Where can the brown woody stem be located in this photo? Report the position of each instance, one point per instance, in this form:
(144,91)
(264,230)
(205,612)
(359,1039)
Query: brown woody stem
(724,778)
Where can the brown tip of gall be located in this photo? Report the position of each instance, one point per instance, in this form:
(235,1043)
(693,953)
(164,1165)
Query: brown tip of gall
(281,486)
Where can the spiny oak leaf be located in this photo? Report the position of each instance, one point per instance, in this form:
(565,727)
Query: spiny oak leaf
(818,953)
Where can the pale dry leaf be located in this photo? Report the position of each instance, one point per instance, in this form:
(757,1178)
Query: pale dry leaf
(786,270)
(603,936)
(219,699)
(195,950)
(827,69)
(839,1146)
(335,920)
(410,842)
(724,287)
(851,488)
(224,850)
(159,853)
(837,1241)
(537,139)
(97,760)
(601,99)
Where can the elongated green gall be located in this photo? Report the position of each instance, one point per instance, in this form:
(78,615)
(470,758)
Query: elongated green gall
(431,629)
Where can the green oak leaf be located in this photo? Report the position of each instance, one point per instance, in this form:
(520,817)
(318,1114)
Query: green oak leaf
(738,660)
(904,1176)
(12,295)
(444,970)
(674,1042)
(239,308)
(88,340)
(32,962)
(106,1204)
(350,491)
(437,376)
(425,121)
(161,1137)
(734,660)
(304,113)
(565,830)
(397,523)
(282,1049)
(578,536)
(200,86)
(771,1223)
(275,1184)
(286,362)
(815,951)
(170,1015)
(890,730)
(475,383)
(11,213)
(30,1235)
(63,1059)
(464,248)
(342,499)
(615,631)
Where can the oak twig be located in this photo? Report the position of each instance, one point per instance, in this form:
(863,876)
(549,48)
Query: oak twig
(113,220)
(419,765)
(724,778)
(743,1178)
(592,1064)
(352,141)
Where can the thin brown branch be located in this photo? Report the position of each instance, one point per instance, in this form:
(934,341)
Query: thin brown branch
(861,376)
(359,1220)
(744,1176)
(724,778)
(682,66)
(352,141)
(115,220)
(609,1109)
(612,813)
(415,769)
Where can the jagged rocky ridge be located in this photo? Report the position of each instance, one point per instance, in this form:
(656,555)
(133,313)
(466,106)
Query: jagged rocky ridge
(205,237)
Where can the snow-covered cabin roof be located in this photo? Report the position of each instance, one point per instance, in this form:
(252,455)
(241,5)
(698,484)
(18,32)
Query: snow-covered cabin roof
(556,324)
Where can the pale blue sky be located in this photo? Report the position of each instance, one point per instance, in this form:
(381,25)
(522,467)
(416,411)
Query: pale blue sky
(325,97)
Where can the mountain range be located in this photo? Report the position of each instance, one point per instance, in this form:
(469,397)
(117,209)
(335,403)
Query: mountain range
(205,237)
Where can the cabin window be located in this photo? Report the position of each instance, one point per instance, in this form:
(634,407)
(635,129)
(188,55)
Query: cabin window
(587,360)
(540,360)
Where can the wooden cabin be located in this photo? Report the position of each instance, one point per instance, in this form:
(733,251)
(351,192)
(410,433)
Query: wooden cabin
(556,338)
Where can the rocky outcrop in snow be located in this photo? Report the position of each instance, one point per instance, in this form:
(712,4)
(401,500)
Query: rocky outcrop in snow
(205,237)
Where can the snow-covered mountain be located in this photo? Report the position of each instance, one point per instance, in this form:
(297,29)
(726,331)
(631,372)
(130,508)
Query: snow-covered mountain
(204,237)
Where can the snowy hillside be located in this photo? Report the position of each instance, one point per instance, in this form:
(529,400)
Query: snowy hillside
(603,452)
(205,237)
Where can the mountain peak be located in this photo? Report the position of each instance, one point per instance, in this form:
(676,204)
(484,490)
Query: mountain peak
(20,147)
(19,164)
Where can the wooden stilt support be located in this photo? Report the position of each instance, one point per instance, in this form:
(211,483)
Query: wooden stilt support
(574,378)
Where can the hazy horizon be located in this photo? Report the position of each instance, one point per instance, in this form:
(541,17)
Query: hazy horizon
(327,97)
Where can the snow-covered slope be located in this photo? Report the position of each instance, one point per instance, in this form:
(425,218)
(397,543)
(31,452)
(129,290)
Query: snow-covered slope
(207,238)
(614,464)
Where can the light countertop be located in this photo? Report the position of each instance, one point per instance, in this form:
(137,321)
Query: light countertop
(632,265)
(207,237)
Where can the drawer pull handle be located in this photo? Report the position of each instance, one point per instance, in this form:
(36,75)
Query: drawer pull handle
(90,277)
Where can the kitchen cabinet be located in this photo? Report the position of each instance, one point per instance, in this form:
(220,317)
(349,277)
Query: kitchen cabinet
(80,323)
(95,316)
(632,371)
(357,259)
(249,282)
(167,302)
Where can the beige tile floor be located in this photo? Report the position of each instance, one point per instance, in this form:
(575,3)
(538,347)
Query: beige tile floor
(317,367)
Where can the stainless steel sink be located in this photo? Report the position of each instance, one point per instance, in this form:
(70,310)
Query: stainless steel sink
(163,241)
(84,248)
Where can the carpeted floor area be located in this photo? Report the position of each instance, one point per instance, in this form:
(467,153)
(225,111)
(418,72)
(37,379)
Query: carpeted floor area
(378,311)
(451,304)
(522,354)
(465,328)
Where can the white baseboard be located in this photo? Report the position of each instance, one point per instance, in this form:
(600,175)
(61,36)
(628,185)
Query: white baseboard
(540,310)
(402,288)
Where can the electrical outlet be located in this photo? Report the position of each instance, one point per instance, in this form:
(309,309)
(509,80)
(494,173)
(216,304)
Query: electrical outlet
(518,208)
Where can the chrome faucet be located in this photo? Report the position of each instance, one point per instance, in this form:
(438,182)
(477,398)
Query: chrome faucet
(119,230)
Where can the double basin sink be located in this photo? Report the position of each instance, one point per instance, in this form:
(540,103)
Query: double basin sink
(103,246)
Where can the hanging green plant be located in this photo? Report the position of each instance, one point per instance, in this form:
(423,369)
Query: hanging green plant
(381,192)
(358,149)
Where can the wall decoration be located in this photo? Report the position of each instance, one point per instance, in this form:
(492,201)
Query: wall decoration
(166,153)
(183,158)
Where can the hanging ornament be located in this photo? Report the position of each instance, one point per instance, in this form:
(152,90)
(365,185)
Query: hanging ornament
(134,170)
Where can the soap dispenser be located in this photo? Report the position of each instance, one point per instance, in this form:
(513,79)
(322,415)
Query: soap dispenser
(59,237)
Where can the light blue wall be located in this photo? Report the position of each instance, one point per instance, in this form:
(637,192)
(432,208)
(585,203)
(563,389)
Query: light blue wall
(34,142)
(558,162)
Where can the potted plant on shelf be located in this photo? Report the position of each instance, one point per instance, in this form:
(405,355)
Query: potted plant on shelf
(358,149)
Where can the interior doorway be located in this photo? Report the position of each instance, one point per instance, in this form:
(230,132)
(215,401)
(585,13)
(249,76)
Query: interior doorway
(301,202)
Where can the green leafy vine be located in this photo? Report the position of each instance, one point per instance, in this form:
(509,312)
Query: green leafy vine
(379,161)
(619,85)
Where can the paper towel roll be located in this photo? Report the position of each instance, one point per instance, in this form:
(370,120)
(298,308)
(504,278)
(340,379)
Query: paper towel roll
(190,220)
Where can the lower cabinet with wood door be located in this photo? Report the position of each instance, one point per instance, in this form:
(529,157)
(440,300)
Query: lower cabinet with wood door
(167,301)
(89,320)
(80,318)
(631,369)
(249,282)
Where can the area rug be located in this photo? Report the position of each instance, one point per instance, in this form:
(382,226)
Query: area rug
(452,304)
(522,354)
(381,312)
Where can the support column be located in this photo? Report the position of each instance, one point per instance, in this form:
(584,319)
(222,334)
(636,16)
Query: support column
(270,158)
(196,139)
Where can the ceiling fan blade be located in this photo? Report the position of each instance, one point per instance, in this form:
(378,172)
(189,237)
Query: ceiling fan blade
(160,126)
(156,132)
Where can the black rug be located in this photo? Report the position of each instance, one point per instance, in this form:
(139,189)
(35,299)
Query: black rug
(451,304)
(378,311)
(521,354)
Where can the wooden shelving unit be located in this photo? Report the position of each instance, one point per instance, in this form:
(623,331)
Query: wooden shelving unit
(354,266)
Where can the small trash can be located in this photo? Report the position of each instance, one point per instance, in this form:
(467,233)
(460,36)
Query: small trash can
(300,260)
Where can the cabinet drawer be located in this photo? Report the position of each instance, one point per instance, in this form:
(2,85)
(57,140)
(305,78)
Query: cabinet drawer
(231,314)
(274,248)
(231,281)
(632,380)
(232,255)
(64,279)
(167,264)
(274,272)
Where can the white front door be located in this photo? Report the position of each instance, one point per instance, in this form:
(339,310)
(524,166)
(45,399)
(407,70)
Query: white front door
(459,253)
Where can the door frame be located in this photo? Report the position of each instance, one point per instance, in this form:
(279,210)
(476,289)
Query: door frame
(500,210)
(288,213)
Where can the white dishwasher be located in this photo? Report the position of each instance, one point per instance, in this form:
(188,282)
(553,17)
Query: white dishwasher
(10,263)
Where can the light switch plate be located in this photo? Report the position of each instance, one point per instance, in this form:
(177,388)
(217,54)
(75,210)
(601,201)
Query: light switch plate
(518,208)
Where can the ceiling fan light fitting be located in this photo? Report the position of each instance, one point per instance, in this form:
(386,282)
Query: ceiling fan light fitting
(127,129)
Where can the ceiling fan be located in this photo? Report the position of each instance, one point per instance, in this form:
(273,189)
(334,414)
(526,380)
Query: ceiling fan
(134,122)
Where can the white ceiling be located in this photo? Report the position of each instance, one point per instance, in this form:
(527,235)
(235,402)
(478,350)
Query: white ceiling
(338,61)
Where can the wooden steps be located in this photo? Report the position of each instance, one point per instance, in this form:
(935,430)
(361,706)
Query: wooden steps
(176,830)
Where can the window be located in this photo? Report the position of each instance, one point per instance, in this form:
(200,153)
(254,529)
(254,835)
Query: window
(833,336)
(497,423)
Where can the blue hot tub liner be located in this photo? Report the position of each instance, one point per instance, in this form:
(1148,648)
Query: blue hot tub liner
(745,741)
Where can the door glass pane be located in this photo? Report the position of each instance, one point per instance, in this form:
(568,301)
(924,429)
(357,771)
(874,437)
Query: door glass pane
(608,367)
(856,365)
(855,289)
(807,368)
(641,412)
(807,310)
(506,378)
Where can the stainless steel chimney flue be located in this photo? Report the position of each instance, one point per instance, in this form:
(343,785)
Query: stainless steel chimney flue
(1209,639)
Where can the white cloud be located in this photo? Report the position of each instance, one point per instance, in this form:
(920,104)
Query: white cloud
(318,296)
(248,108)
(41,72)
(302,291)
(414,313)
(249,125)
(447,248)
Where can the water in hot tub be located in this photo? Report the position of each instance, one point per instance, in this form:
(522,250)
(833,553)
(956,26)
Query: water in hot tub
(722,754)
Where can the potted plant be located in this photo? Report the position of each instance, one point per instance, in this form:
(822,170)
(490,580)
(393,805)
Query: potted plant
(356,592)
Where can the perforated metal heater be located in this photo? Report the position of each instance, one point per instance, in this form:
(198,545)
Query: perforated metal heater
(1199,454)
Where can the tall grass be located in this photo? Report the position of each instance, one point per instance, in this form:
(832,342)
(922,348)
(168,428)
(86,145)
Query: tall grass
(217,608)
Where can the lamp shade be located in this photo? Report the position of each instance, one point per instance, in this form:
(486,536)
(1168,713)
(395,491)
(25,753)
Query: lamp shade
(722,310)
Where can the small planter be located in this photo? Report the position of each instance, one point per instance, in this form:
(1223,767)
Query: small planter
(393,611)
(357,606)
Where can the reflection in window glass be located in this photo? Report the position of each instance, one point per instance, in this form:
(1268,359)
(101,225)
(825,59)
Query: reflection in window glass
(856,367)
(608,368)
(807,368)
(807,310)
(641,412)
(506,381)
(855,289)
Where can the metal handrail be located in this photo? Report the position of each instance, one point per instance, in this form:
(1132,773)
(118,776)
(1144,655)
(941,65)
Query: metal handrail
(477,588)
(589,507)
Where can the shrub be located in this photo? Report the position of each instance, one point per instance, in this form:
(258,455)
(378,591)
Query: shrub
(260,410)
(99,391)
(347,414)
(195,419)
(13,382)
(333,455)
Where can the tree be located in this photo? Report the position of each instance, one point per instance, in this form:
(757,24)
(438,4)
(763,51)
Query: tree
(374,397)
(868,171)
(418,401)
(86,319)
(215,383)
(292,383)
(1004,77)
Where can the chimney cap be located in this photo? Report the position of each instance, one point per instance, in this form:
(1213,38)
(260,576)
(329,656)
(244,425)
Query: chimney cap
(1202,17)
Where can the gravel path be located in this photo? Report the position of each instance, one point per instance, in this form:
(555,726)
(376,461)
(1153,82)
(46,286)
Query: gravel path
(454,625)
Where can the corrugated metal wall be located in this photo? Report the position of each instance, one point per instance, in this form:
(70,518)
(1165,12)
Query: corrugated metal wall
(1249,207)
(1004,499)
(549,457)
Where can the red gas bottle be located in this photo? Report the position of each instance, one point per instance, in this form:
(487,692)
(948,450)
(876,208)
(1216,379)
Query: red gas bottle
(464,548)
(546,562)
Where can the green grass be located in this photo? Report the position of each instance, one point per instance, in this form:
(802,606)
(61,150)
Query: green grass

■ Try it
Once you find the line with "Where can the oak" in the entries above, output it and each line after it up to and including the line with "Where can the thin", and nothing else.

■ Worked solution
Where can the oak twig be located in this photo? Report the position of each instance, one point per instance, in this form:
(863,876)
(549,48)
Query: oak twig
(113,220)
(419,765)
(724,778)
(743,1178)
(592,1064)
(352,141)
Where can the thin brown branch be located in this photo? Report the position of each instance, one point per instance, in this form:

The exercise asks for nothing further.